## REQUIRED ACTIONS
**a.** In the glaucoma study text, copy the passage that begins at the words "Accepted: 21-MAR-2020" and stops after the words "its associated factors.".
**b.** Continue the glaucoma study text from the point where it stops.

Delhi Journal of Ophthalmology

Prevalence and Associated Risk Factors of Glaucoma in Aligarh, India – A population based study

Anees Ahmad,1  Syed Zulfequar Ahmad,2 Najam Khalique,1  Mohammad Ashraf,3 Yasir Alvi4
Department of Community Medicine, J.N. Medical College, AMU, Aligarh, India
Department of C.G.H.S., Lucknow, India
Department of Ophthalmology, J.N. Medical College, AMU, Aligarh, India
Department of Community Medicine HIMSR, Hamdard Univerisity New Delhi

Corresponding Author:

Yasir Alvi (MD Assistant Professor)
Department of Community Medicine
HIMSR, Hamdard Univerisity, New Delhi
Email id:

Received: 26-JAN-2020

Accepted: 21-MAR-2020

Published Online: 09-OCT-2020


Background: Glaucoma is one of the most common causes of blindness. Being irreversible, its early detection and management are utmost important. With increasing life expectancy, the prevalence of glaucoma is expected to rise. We did this study to find the prevalence of glaucoma among middle-aged and elderly population and to find out its associated factors. 
Methods: A community based cross-sectional study among rural and peri-urban area of Aligarh was done for a duration of one year. A trained ophthalmologist interviewed and examined 680 patients with a detailed eye examination. Intraocular pressure (IOP) was measured by Keeler pulsair non-contact tonometer, confirm by applanation tonometry. Anderson criteria were used to diagnose glaucomatous visual field defect. 
Results: In our study population, a total of 31 subjects were diagnosed as glaucoma in either one or both eyes. The overall prevalence of glaucoma was found to be 4.6%. About equal distribution of type of glaucoma, i.e. Primary Open Angle Glaucoma (POAG), Primary Angle Closure Glaucoma (PACG) and Normotensive Glaucoma (NTG) was observed in our study participants. The prevalence of glaucoma was found to be significantly associated with increasing age, positive family history as well as a history of angle closure. 
Conclusion: The prevalence of glaucoma is higher in the population of Aligarh. Its association with increasing age, positive family history and history of angle-closure may give us clues for early detection. Screening for glaucoma during middle age especially among person with a positive family history or angle-closure would help us early diagnosing and management of this irreversible disease.

## INPUT DATA

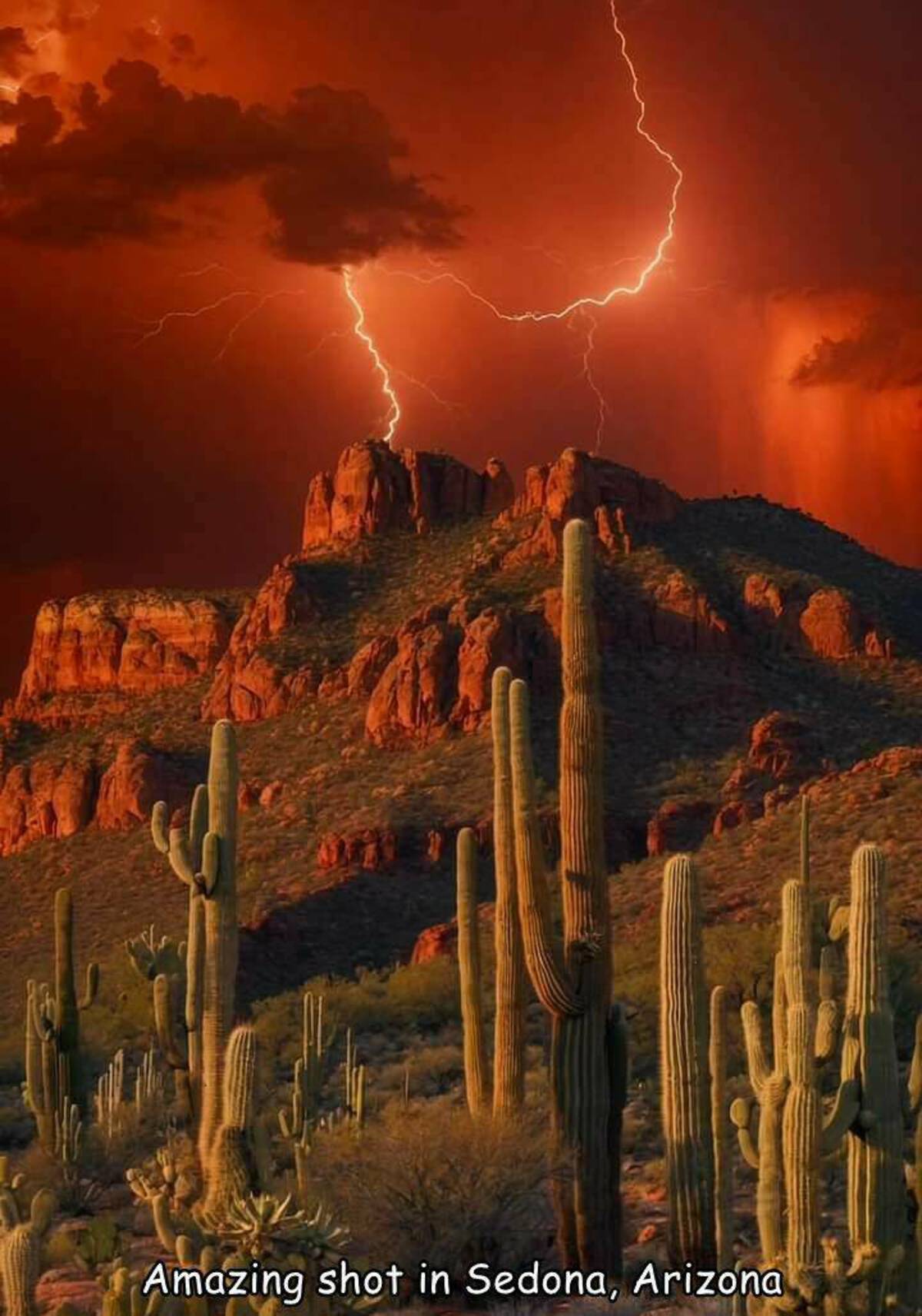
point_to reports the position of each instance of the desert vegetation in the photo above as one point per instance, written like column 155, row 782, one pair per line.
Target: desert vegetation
column 767, row 1123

## EXERCISE ANSWERS
**a.**
Accepted: 21-MAR-2020

Published Online: 09-OCT-2020


Background: Glaucoma is one of the most common causes of blindness. Being irreversible, its early detection and management are utmost important. With increasing life expectancy, the prevalence of glaucoma is expected to rise. We did this study to find the prevalence of glaucoma among middle-aged and elderly population and to find out its associated factors.

**b.**
Keywords :Vitreoretinal disease, Kangra, epidemiology

Glaucoma is the leading cause of irreversible blindness worldwide and World Health Organization ranks it as second most common cause of blindness worldwide after cataract.1 It is estimated that the global burden of glaucoma  to be 60 million and it would be 79.6 million by 2020, with almost half of them Asian.2  In terms of prevalence, the global prevalence of glaucoma is estimated at 3.54%.3 The studies showing the prevalence of glaucoma between 0.94% to 4.73% among them in various part of Asia4,5 with angle-closure glaucoma being more frequent among Asian populations. The prevalence is expected to rise. 
India with increasing greying of the population, is expected to become the second largest home of glaucoma by 2020. The estimated prevalence of glaucoma cases in India is reported to be 11.9 million.6 This prevalence of glaucoma in India is not the same at every place, with varying prevalence among different populations and subgroups having rate of being 2.3 – 4.7%.7,8,9  In regards to subtype, Indian population have an equal proportion of Primary open-angle (POAG) and Primary closed-angle glaucoma (PACG). 
Glaucoma is a multifactorial condition resulting from progressive optic neuropathy and visual field loss. These changes are often slow and many glaucoma patients do not know about their underlying glaucomatous eye. Chennai Glaucoma Study as well as Aravind comprehensive eye survey, observed that more than 90% cases of glaucoma were undiagnosed and were identified only at the time of study.10,11 They have proposed periodic screening of high-risk population for diagnosing the disease at an early stage. As glaucoma types and risk factors varies from population to population, we did this study to shed a light on its patter in western part of Uttar Pradesh. Considering the paucity of community glaucoma studies, we conducted this study with the objectives of finding out the prevalence of glaucoma and its associated factor among adults aged 40 years and above in the rural and peri-urban area of Aligarh.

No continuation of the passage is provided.